**WHAT IS NEEDED**
Convert all of the material below into a JSON array of strings, one string per line, with blank lines omitted. Leave the pictures out of the output.

**GIVEN INFORMATION**

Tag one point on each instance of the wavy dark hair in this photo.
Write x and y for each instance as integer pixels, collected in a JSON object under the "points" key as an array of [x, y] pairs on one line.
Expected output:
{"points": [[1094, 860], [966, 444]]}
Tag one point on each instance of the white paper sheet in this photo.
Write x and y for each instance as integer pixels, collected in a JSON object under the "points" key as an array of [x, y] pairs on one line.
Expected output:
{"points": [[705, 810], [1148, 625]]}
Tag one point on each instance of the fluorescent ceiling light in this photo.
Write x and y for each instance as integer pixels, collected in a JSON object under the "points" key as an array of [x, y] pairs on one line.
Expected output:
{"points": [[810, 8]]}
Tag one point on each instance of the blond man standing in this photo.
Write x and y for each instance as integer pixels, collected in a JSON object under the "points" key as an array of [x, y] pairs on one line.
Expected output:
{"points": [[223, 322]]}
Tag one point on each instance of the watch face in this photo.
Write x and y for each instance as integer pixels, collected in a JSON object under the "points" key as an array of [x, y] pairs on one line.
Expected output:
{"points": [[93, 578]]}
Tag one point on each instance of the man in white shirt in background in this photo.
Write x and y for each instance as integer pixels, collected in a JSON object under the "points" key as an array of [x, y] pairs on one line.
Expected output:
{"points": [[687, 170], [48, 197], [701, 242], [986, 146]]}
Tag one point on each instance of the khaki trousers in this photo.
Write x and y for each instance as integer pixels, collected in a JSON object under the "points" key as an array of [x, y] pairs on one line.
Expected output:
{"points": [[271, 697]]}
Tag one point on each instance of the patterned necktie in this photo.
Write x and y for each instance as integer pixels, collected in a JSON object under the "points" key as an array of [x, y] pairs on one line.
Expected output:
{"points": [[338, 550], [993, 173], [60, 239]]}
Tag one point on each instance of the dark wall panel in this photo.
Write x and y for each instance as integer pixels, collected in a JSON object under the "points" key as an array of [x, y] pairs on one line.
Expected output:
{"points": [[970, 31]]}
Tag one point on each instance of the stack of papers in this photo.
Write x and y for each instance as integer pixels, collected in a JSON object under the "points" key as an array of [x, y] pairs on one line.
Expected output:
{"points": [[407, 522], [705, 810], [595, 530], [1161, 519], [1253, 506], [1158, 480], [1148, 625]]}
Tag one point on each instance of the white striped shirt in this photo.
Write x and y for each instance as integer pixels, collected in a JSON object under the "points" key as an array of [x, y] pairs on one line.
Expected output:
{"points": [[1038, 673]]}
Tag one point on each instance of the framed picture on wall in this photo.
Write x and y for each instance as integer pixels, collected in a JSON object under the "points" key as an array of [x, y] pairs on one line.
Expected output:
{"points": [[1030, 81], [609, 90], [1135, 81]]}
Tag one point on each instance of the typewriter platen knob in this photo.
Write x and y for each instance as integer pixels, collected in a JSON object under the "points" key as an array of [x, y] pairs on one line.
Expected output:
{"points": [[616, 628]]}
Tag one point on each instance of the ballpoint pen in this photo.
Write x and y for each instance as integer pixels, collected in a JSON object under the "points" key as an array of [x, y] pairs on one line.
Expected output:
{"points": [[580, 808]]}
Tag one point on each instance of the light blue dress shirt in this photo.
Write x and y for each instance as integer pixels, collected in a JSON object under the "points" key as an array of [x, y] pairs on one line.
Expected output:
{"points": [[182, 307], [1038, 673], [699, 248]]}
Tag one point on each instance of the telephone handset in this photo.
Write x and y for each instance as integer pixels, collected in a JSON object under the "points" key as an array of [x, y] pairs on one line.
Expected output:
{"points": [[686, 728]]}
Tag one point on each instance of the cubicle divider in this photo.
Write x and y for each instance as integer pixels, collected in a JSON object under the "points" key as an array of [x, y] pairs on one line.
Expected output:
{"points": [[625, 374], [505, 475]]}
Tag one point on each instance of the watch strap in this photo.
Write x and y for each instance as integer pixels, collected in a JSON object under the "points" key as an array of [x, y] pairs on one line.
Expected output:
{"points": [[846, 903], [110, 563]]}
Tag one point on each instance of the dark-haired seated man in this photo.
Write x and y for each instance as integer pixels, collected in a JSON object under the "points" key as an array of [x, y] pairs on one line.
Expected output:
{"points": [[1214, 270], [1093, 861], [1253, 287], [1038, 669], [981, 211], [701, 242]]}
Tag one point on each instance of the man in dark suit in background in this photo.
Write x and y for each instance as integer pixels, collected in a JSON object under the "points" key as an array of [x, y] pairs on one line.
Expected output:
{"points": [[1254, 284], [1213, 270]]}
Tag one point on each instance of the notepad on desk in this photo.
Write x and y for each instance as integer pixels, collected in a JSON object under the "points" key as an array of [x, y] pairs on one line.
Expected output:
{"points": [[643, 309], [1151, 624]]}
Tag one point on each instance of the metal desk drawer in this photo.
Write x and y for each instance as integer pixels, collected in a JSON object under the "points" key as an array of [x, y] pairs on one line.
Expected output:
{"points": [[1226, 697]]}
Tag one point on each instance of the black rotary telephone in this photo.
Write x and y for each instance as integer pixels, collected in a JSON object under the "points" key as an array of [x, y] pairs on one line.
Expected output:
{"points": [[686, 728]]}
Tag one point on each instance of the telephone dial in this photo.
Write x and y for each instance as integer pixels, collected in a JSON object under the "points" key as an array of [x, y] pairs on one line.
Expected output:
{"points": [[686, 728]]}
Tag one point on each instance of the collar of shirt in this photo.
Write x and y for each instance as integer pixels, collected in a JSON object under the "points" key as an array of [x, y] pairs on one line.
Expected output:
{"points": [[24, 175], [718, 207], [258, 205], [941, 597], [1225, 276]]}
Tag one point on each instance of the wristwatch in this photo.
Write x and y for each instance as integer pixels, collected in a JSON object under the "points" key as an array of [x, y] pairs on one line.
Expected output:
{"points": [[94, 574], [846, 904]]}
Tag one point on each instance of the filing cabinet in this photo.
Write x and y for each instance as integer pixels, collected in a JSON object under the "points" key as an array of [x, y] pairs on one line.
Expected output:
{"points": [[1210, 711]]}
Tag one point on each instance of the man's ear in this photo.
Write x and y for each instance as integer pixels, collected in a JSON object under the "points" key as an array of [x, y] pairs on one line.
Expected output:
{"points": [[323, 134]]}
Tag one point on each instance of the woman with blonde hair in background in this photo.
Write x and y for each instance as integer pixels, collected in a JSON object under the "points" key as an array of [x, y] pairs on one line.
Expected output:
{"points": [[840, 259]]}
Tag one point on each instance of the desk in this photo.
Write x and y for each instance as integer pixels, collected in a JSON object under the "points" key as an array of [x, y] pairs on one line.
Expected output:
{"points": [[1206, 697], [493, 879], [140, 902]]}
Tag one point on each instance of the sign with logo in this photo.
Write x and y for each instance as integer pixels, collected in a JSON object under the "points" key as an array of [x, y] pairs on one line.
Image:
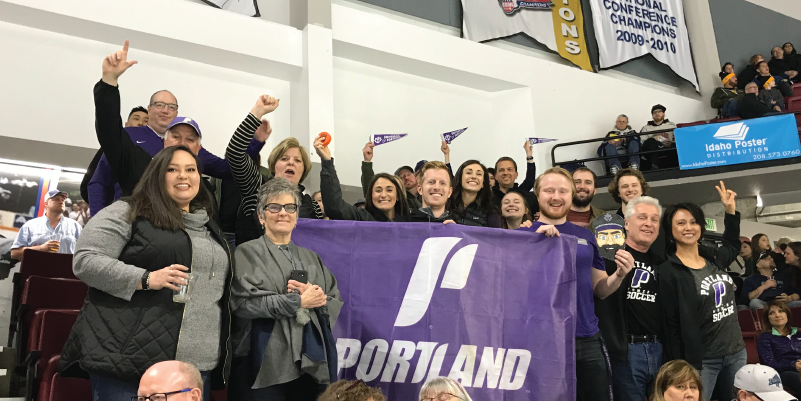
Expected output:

**EXERCISE RESPONSE**
[
  "Tag one point on each instance of the wavy dark hair in this photo.",
  "Write x and y for each instance as integer pixels, collected in a JSON object under the \"points\" key as an array of [x, y] pairs on one line.",
  "Expected output:",
  "{\"points\": [[1094, 860], [966, 444]]}",
  "Tag one point on each instance of the white paper sheet in this photo.",
  "Write x and y for each instance as integer pixels, collected in a JSON object under the \"points\" key as an array of [x, y] pairs on one line.",
  "Expected output:",
  "{\"points\": [[705, 810], [1148, 625]]}",
  "Tag one point on each instance of the fluorescent ceiling light in this photo.",
  "Write x and y for each instance as integer pixels, collected in a JSON object under the \"points\" key as an array of [x, y] pairs on one line.",
  "Expected output:",
  "{\"points\": [[810, 8]]}",
  "Tag one point on each instance of the blond man standing in this photo.",
  "Write x and y for each instance as integer pixels, collected in a JSON object under the \"points\" key as an array of [x, y] pairs on one line.",
  "Expected output:",
  "{\"points\": [[223, 322]]}",
  "Tag one point on each instance of the watch face in this photo.",
  "Write x and y for each instance as integer pixels, collected in a JSON object under the \"points\" key as an array of [x, y] pairs on one line.",
  "Expected output:",
  "{\"points\": [[93, 578]]}",
  "Tag one point on each instance of the man in white shirt in background in this photo.",
  "Write x and y for each instance as integer pixels, collected in a JSON object under the \"points\" key as an array of [x, y] pairs on one line.",
  "Expected output:",
  "{\"points\": [[687, 170], [48, 197], [701, 242], [986, 146]]}",
  "Tag one point on each instance of the khaki trousers in this photo.",
  "Write x and y for each instance as integer pixels, collected in a JSON object under the \"points\" key as an array of [x, y] pairs on one line.",
  "Expected output:",
  "{\"points\": [[271, 697]]}",
  "Tag one point on each instance of the patterned necktie in this photo.",
  "Write x and y for each instance as integer pixels, collected in a JSON object under the \"points\" key as an array of [x, y] pairs on one line.",
  "Expected output:",
  "{\"points\": [[338, 550], [993, 173], [60, 239]]}",
  "Tag one point on each instance of the dark wall panel in this photo.",
  "Write x and y for each instance as integer pixels, collected in a JSON object under the \"points\" key as an array of [x, y] pairs on one line.",
  "Expected output:",
  "{\"points\": [[970, 31]]}",
  "Tag one point on each instance of the stack of papers in this photo.",
  "Write x and y for each instance as integer pixels, collected in a JSON object under the \"points\" key as an array of [x, y] pairs on one line.",
  "Expected output:",
  "{\"points\": [[407, 522], [705, 810], [595, 530], [1161, 519], [1253, 506], [1158, 480], [1148, 625]]}",
  "Tag one point on each instance of the white striped shirt in this photo.",
  "Write x and y for each instance as integer pixels, collected in a JSON object under the \"points\" key as an array of [x, y] pairs on one line.",
  "Expected output:",
  "{\"points\": [[1038, 673]]}",
  "Tag one point on each instance of the framed picture on wall in this photo.",
  "Write x and y for each instance as integer pixels, collected in a JSON object under the \"points\" key as an array of [x, y] pairs on one line.",
  "Expected output:",
  "{\"points\": [[1030, 81], [609, 90], [1135, 81]]}",
  "Tag one point on each instance of the typewriter platen knob in this photo.",
  "Write x and y for each instance as integer pixels, collected in a JSON object under the \"points\" key as an array of [x, y] pairs on one line.",
  "Expected output:",
  "{\"points\": [[616, 628]]}",
  "Tag one point on each instance of the ballpoint pen in this photo.",
  "Write x and y for each instance as integer pixels, collected in a JSON object under the \"points\" key as an array of [x, y] pairs on one line.",
  "Expected output:",
  "{\"points\": [[580, 808]]}",
  "Tag one point on each instance of the light blue dress shirt in this photo.",
  "Write x and y for each instance as integer pixels, collected in a JSON object under the \"points\" key as an array of [x, y] pairs on one line.",
  "Expected output:",
  "{\"points\": [[182, 307], [1038, 673], [699, 248]]}",
  "Tag one point on each instance of the telephone handset in this photo.",
  "Write x and y for each instance as integer pixels, collected in a JSON object under the \"points\" key as an array of [x, y] pairs on one line.",
  "Expected output:",
  "{\"points\": [[686, 728]]}",
  "Tag one point on each instance of the cubicle divider in this photo.",
  "Write x and y for each instance as integer pixels, collected in a JSON object under the \"points\" key as an array of [x, y] pairs on one line.",
  "Expected output:",
  "{\"points\": [[625, 374], [505, 475]]}",
  "Tag one point on each instance of the watch strap in this photo.",
  "Write x and y for each instance as integer pixels, collected in a JSON object under the \"points\" key as an array of [x, y] pairs on one line.",
  "Expected output:",
  "{\"points\": [[846, 903], [110, 563]]}",
  "Tag one point on each instance of the dark-haired seated man in this photo.",
  "Write x and y for each instance as integer pixels, collected in a JSON object under the \"points\" key as an array of [x, y] pairs on one line.",
  "Expected output:",
  "{\"points\": [[1214, 270], [1093, 861], [1253, 287], [1038, 669], [981, 211], [701, 242]]}",
  "Tag one point on each instance of the man in dark suit in background in this photo.",
  "Write x and y for each instance as integer pixels, collected in a JSON object under the \"points\" key as an array of [x, y] pairs on one line.",
  "Expected output:",
  "{\"points\": [[1254, 284], [1213, 270]]}",
  "Tag one point on each instance of the notepad on desk in this photo.",
  "Write x and y for each instance as integer pixels, collected in a JSON object under the \"points\" key as an array of [x, y] pairs on one line.",
  "Expected output:",
  "{\"points\": [[643, 309], [1151, 624]]}",
  "Tag one point on each instance of the metal desk drawer in this photo.",
  "Write x and y for each instance as integer pixels, collected in a JSON object under the \"points\" key as an array of [x, y] pairs on one line.",
  "Expected output:",
  "{\"points\": [[1226, 697]]}",
  "Tag one point on each instance of the black rotary telephone in this photo.",
  "Write x and y for each instance as integer pixels, collected in a JSON object under the \"points\" key as an array of [x, y] pairs on one line.",
  "Expected output:",
  "{\"points\": [[686, 728]]}",
  "Tag one point on each instance of the telephone dial in this photo.",
  "Write x and y for each instance as integer pixels, collected in a JSON object under the \"points\" key as an array of [x, y] pairs on one line.",
  "Expected output:",
  "{\"points\": [[686, 728]]}",
  "Tag one point on each instance of the collar of shirt in this photo.",
  "Write x and y for each instance as integer pixels, collected in a JSON object under the \"points\" key as an array of [x, y] pairs on one line.",
  "Expected output:",
  "{\"points\": [[24, 175], [718, 207], [258, 205], [941, 597], [1225, 276]]}",
  "Tag one point on each instance of the wristwatch in this photo.",
  "Write x and y for each instance as integer pixels, collected in a JSON object under the \"points\" key as an array of [x, y] pairs on one line.",
  "Expected output:",
  "{\"points\": [[94, 574], [846, 904]]}",
  "Tag one point on each instance of the filing cabinet in this photo.",
  "Write x and y for each instance as integer pixels, collected in a JSON object under the \"points\" key as an array of [x, y] pairs on one line.",
  "Expected output:",
  "{\"points\": [[1210, 711]]}",
  "Tag one point on each instance of the man's ear in this photo.",
  "Write x and y for each instance as integer pixels, collected in a JSON object under the \"points\" key as an array of [x, y] pairs on one line.",
  "Expected output:",
  "{\"points\": [[323, 134]]}",
  "Tag one point on each instance of the woman with blonde hair in background in this photo.",
  "Write x and y for each instance as integer pixels, collected in a JSON object under the \"points\" key as an array of [x, y] pairs on one line.",
  "Expected output:",
  "{\"points\": [[840, 259]]}",
  "Tag one point on each instance of the desk in this photo.",
  "Write x and y for each instance as integer pixels, collected in a JSON object under the \"points\" key as an array of [x, y] pairs on one line.",
  "Expected output:",
  "{\"points\": [[1206, 697], [493, 879], [140, 902]]}",
  "Tag one point on each instance of the sign with logo in this photo.",
  "Write x and y for each instance as integer pixels, collected in a JSON object under the \"points\" key as an array of [x, y] pairs on one line.",
  "Image:",
  "Expected output:"
]